— START ITEMS —

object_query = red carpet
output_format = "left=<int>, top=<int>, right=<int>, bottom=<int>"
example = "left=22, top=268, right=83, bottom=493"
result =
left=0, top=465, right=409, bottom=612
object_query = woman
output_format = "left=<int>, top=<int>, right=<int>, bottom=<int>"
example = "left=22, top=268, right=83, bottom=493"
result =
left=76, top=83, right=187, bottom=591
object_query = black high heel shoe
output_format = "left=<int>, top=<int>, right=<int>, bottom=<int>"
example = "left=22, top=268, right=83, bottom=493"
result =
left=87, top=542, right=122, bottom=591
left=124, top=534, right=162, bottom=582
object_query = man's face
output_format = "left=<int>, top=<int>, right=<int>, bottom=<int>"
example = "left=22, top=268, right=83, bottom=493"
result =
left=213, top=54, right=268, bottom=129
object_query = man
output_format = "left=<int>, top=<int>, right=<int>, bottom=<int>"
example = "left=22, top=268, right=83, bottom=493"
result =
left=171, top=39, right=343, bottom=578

— END ITEMS —

**OBJECTIVE**
Print every line of the entries above again, word for word and in the same order, without changing anything.

**COMPLETED TASK**
object_query = red carpet
output_format = "left=<int>, top=<int>, right=<int>, bottom=<int>"
example = "left=22, top=268, right=83, bottom=493"
result =
left=0, top=465, right=409, bottom=612
object_query = woman
output_format = "left=<int>, top=<int>, right=<int>, bottom=<int>"
example = "left=22, top=268, right=83, bottom=493"
result =
left=76, top=83, right=187, bottom=591
object_query = black high heel shoe
output_format = "left=<int>, top=<int>, right=<int>, bottom=<int>"
example = "left=22, top=268, right=83, bottom=493"
result =
left=87, top=542, right=122, bottom=591
left=124, top=534, right=162, bottom=582
object_query = man's face
output_format = "left=<int>, top=<int>, right=<int>, bottom=<int>"
example = "left=22, top=268, right=83, bottom=493"
result =
left=213, top=54, right=268, bottom=129
object_query = man
output_format = "left=<int>, top=<int>, right=<int>, bottom=<int>"
example = "left=22, top=268, right=83, bottom=493"
result =
left=171, top=39, right=343, bottom=578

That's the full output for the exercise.